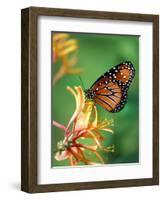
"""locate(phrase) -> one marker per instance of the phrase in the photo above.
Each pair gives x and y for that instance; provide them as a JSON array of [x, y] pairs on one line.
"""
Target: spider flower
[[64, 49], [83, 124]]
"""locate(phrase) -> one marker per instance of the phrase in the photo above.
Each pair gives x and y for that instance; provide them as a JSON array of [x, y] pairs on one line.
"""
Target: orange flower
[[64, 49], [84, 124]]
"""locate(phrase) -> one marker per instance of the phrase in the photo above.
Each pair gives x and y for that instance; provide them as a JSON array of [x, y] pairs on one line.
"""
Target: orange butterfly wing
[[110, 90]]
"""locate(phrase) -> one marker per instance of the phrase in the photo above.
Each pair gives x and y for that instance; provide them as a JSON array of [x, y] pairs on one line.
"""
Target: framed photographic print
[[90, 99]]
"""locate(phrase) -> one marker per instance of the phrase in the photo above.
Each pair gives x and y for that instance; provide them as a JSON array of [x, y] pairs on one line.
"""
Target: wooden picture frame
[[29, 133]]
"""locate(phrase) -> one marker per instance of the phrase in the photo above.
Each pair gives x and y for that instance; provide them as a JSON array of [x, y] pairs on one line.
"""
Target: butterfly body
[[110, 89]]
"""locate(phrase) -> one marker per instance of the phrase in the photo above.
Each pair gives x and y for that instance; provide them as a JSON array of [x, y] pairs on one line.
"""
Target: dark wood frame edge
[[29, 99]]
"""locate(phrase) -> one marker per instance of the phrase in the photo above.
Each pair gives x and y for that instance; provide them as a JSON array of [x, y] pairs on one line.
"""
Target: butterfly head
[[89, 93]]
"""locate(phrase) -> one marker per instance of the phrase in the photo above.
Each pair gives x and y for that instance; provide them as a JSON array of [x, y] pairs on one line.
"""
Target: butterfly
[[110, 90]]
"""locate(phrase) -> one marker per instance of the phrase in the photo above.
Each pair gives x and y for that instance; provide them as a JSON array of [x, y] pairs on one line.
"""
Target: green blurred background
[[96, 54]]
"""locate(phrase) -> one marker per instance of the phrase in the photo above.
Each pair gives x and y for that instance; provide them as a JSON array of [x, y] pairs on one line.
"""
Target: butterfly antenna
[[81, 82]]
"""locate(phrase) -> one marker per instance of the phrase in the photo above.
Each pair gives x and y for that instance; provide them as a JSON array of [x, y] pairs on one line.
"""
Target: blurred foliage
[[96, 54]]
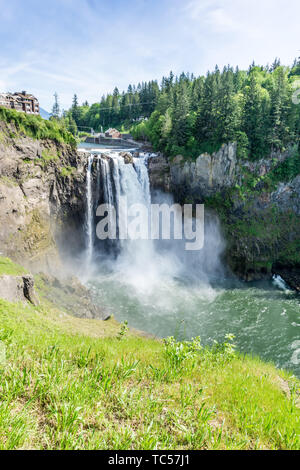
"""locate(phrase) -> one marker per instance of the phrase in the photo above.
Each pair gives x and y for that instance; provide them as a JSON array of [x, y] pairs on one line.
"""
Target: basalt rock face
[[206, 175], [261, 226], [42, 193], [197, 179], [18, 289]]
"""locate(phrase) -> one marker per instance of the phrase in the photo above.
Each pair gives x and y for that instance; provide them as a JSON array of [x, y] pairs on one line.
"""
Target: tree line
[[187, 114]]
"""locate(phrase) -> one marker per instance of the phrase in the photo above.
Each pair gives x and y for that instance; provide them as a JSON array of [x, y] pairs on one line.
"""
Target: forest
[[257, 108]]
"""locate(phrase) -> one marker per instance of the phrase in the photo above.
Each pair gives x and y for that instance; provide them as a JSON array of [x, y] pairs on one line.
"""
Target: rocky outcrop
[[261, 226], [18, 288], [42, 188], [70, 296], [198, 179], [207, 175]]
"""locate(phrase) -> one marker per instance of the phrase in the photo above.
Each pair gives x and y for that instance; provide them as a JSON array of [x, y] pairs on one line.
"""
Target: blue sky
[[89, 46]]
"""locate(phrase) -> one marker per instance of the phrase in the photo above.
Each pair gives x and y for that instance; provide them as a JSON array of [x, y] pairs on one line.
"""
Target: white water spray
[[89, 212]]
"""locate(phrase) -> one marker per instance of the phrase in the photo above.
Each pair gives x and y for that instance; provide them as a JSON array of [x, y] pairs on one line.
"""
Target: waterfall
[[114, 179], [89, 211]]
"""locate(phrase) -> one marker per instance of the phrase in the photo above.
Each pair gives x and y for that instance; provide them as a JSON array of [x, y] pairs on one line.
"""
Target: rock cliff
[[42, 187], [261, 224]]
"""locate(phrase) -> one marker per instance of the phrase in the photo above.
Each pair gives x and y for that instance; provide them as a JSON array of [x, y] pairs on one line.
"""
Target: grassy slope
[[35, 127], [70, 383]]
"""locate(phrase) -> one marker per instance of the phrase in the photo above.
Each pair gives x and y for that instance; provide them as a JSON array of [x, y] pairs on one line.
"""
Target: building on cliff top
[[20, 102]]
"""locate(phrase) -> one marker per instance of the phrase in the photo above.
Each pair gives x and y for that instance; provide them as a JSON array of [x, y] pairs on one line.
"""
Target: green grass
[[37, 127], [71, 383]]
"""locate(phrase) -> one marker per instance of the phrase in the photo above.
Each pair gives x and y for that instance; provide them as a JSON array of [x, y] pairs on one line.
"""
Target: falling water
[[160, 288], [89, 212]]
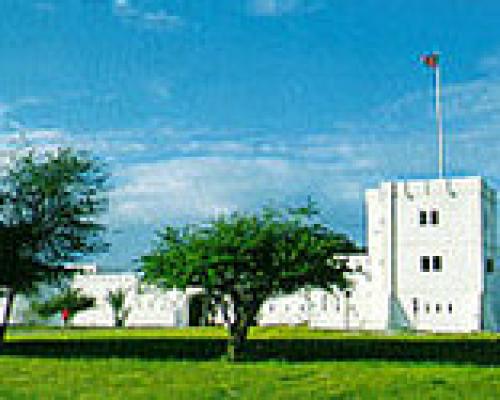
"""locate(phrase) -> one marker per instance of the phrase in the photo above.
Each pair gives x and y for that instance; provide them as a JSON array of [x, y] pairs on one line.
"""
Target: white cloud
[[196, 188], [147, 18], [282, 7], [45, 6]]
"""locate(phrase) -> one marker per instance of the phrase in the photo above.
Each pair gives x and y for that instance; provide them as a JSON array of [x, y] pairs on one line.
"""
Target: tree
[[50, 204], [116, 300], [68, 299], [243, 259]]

◆ ◆ ◆ ◆ ◆ ◆ ◆

**Work to be completed:**
Write out the material above again, word for word, minus its pictures.

**Answer to this task:**
"""locate(phrase) -> one marker per instance of the phrase in the photo above.
Each pair gives x and y for that instance; provide them as a JSON array of [x, y] pairs on one line.
"""
Target: spider flower
[[64, 49], [83, 124]]
"""locate(phrase) -> one marker per instance of the phrase in the photo above.
Each pair gives x and y for that instance; provide them as a JSON array of [x, y] pairs on one line.
"""
Target: orange flower
[[64, 49], [84, 124]]
"""locate(phrase) -> one marker per instance of the phrase in the photo above.
Each pair gives x and y for that instance; provide them as a JSON array of [x, y] pairs on one line.
"""
Target: orange butterfly wing
[[110, 90]]
"""locate(phrase) -> one marker per instance of the phrase in the photo above.
Each pair gives x and y for that instance; provide them as a JSON array of [x, y] pairs on one line.
"""
Target: framed photographic print
[[90, 99]]
"""locate(phrase) -> one marker per instance of the phrase in the photo above.
Each pair gives x and y for that instance; provide them as a JSON array of [x, y] pairs on one line.
"""
Target: wooden picture frame
[[29, 133]]
"""locate(phrase) -> one marker per instance of the phrase in the photo above.
Each pair gives x and y for that instance; provide them as a JSON array of [x, y] pairs on one line.
"""
Target: butterfly body
[[110, 89]]
"""locate(phrase) -> one marker per instance of the phrase in the photo above.
Each pair gives x and y for that instance; provide them as a JSON array of [x, y] pairs on one line.
"""
Target: dark wood frame edge
[[29, 99]]
"""locate(phrase) -> one marker per instance of the phrase in the photo above.
Each pair gives x and y for that instance; provide them as a JSON array of [x, y] pairs on one line.
"""
Target: butterfly head
[[89, 93]]
"""locate(phrase) -> one marker per instance of the phrase in the photo above.
Each pair gives x and y for that instance; provide them as a JSON array of [x, y] pairs on one line.
"""
Target: butterfly
[[110, 90]]
"""locate(phrase) -> one marker per instance of the phrase in the photo above.
Each pair gives x and y for that instance; provide them as a JSON array of [x, y] pairs on one line.
"""
Target: green blurred background
[[96, 54]]
"""locate(phrase) -> one marker per instance of the phrase in the photo above.
Each pair gives x and y for that instance; provide them as a JSON array of [x, y] pairs on one line.
"""
Target: butterfly antenna
[[81, 82]]
"""locate(phrase) -> one marker per instance of the phrase in the photo above.
Each pair gives x and y for that instance; provide them as a JSON array of [x, y] pairs on one line.
"""
Target: blurred foliage
[[96, 54]]
"""locate(phrase) -> one marker per instance of the phrase in the photo above.
Each pair gives x and y for that instance; provide them as a JSON array of [x, y] pairs on one line.
"""
Target: basalt rock face
[[206, 175], [261, 226], [42, 193], [197, 179], [18, 289]]
"""locate(phrase) -> one marker per instance of the phrase in the photo above.
Each pair gives x and y for that instance; provide them as a JSON array of [x, y] pairs on one line.
"""
Target: tree line
[[187, 114]]
"""locate(phrase) -> one marker per instance of the phrase in the photo above.
Each pair gives x and y for that instance; provide them as a JSON array of [x, y] pairs on one line.
"""
Target: forest
[[257, 108]]
"""locate(phrase) -> one marker per instance of the phrase in the photo above.
Each pair gives x and y for that instance; provide them as a JSON array of [x, y] pairs on one line.
"""
Target: rocky outcrop
[[261, 226], [18, 288], [42, 188], [70, 296], [198, 179], [207, 175]]
"""locate(phrase) -> one marker per instance of the phrase in the photo above.
Each pair gives x and y for that instance; provide them as a JSON array of [x, y] pairs on one line.
"""
Target: blue sky
[[89, 46]]
"""locate(phrase) -> one marker per instance of the phrase in the photo above.
Each pair gives x and y for that instance; provide them as a JSON array of [x, y] pairs on one line.
"""
Target: white water spray
[[89, 212]]
"""locate(phrase) -> one marker per instance of the phrase in the photo above.
Each pair gives x and y for that instance; provide them as a JSON array of [x, y] pairs on one line.
"""
Target: waterfall
[[114, 179], [89, 211]]
"""locate(phrase) -> one marker per instance of the phrase in the photo above.
Each pair gives x and y for that instance; provide them as a JSON array of [x, y] pairs on one line.
"""
Target: rock cliff
[[42, 187], [261, 224]]
"""locate(phrase) -> one marker per instance of the phrase in the photo above.
Each pair gives x and y for that instance; provide them as a JSON array of [x, y] pairs on one line.
"""
Target: grassy slope
[[35, 127], [70, 383]]
"""locate(phrase) -> one marker per instance of the phrase in the photo above.
Each pair gives x and y for that instance; provide them as a JSON array of [x, y] pairs on one line.
"""
Target: building on cliff top
[[20, 102]]
"""locate(phrase) -> one marker per instance of the phrase in the photo above.
Each pair gives x and y for that instance; provide them as a JSON array of [x, y] pairs on one line.
"""
Target: green grass
[[37, 127], [71, 383]]
"""locate(phrase) -> one marker per instance of the phrase in the photo above.
Each pair gives x and y for that instance; provide them as a JSON array of [x, y] pairs on one line.
"""
Target: falling water
[[160, 288], [89, 212]]
"""locate(phrase) -> one marker per instance of the phrase in the photo above.
Each pair gives x and y for that instance; provide them as a JSON array of [x, y] pairs on one line.
"""
Target: white cloud
[[196, 188], [147, 18], [282, 7], [45, 6]]
"""locate(phrase) -> one marker per instance of the phrase in the photo above.
Each pair gives x and y for that instance; provide them as a JSON array of [x, y] pairs on one line.
"""
Target: tree
[[50, 204], [116, 300], [68, 299], [243, 259]]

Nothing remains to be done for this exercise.